=== Try it ===
Repeat the records below exactly.

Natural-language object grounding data
>>>
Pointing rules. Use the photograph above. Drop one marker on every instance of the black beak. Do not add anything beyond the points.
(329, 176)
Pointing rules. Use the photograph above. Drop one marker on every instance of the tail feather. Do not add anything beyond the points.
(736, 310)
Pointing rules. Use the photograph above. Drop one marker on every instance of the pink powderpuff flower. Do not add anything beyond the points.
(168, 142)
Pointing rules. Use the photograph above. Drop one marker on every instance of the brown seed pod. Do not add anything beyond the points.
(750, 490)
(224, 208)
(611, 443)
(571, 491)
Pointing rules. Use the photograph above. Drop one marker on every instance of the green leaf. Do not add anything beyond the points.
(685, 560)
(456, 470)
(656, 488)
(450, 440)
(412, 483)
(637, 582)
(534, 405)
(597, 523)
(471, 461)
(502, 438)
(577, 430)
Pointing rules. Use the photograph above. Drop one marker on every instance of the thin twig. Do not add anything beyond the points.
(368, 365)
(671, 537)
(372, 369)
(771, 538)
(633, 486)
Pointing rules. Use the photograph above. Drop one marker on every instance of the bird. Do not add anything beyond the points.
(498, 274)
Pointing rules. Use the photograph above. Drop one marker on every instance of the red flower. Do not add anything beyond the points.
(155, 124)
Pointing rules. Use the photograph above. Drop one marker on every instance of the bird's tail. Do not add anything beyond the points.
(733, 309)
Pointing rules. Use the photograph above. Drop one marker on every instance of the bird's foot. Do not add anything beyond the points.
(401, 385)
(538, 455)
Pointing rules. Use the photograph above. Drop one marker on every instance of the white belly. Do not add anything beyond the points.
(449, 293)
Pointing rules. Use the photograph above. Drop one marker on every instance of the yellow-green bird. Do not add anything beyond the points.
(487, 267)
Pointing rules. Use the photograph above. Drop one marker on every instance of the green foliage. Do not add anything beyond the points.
<<<
=== Exercise output ===
Pointing rules. Use the photograph above. Drop one marker on every instance of the black beak. Do not add anything beyond the points.
(329, 176)
Pointing rules. Use the photograph above. Drop one marker on every instance of the tail feather. Do not add anything beyond the points.
(736, 310)
Pointing rules. Use the photograph above. Drop one marker on every instance of the pink powderpuff flower. Do not add anything beyond the points.
(168, 142)
Pointing rules. Use the photograph above. Drop one marker on every instance of the brown seed pod. Do not add anything beyond the points.
(750, 490)
(224, 208)
(611, 443)
(571, 491)
Pointing rules. Use the photograph above. Drop one marker on every instance of the green leaf. Do not add anything beyond the points.
(685, 560)
(456, 470)
(656, 488)
(450, 440)
(412, 483)
(637, 582)
(534, 405)
(597, 523)
(471, 461)
(502, 438)
(577, 430)
Pointing rules. Use the photograph above. Drop one marker on every instance of the thin twig. Do not add anything beyond the points.
(368, 365)
(671, 537)
(372, 369)
(771, 538)
(633, 486)
Pointing rules. Use the photograph above. Drop one marker on every instance of the bird. Do not add anything beyond the points.
(498, 274)
Pointing rules. Use the photograph above. Drop one marker on every instance of the red flower. Do not add anything beyond the points.
(155, 124)
Pointing rules. Use the photograph above. Drop one marker on every instance of the bird's tail. Do not add anything beyond the points.
(733, 309)
Pointing rules. Use the photograph above. Drop one marker on every instance of the bird's foot. Do not add anything beyond the points.
(401, 385)
(538, 455)
Pointing rules. Use the photograph above. Drop one marker on every instance of the white belly. Do not add anything beyond the points.
(449, 293)
Pointing rules. Use the photograph above. Drop one marker on every instance of the yellow-green bird. Do not add anything beyond the points.
(487, 267)
Pointing rules. Use the photograph above. Drop one marker on every instance of the green foliage. Do not add anything beyond the points.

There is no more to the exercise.